§ **Extracted text**:
Despite early enthusiasm and a brawny push from the nonprofit health community, lawmakers now say a plan to extend state-sponsored health coverage to about 18,000 undocumented children is unlikely to succeed this year.
The proposal, hailed by advocates as crucial in protecting some of Connecticut’s most vulnerable people, would open Medicaid and the Children’s Health Insurance Program, known as HUSKY A and HUSKY B in the state, to people younger than 19 regardless of their immigration status.
Nonprofit groups had estimated the first-year cost to be about $4 million and the second-year expense to be $15 million. The state Department of Social Services, which administers the programs, had warned the annual price tag could reach $64 million and would not be reimbursed by the federal government.
Officials with Connecticut’s nonpartisan Office of Fiscal Analysis recently pegged the cost at $53 million per year for the next two years.
“That kind of number, given our current efforts to try to just balance the budget, would be a struggle,” said Sen. John Fonfara, D-Hartford, a co-chairman of the legislature’s Finance, Revenue and Bonding Committee. “I don’t see how we generate the revenue to pay for something like that, or how appropriations incorporates that into their budget.”
“We get a lot of requests that have big ticket items and they may be important in terms of affecting folks,” he said, “but our challenges are significant just in meeting our current obligations.”

§ **Excerpted data**:
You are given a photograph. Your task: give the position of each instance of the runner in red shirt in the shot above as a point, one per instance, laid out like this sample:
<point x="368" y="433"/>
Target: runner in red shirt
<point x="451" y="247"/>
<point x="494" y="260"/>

§ **Work instructions**:
A: According to the article on health coverage for undocumented children, what annual cost did Connecticut's Office of Fiscal Analysis estimate for the plan?
B: Translate this sentence from the article on health coverage for undocumented children into Spanish: "Officials with Connecticut’s nonpartisan Office of Fiscal Analysis recently pegged the cost at $53 million per year for the next two years."
C: Continue the article on health coverage for undocumented children from the point where it ends.
The items were taken from a separate source and are unrelated to the article.

§ **Your written answers**:
A: $53 million per year for the next two years.

B: Funcionarios de la no partidista Oficina de Análisis Fiscal de Connecticut calcularon recientemente el costo en 53 millones de dólares al año durante los próximos dos años.

C:
Rep. Toni Walker, D-New Haven, a longtime co-chairwoman of the Appropriations Committee, expressed concerns similar to Fonfara’s.
While she did not rule out the prospect of incorporating the expansion into her committee’s budget proposal, Walker said finding more than $50 million per year for a new initiative would be very difficult.
Though cost was always an issue, proponents of the legislation have noted that it could help defray the escalating expense of uncompensated care.
“Preventative care for children reaps huge outcomes in the long run,” Jay Sicklick, deputy director of the Center for Children’s Advocacy, told the CT Mirror in March. “It reduces acute care costs that are going to be borne by acute care hospitals down the road if children who are ineligible for health coverage are then forced into emergency situations.”
In testimony last month, nonprofit and state advocates expounded on the benefits of the plan, including its potential to encourage thousands of young people to seek routine health maintenance. They were joined by undocumented families who pleaded with lawmakers to help their children.
Gislene Batista, who fled her native Brazil to avoid violence, said her 11-year-old daughter, Emily, needs special care. Emily has cerebral palsy.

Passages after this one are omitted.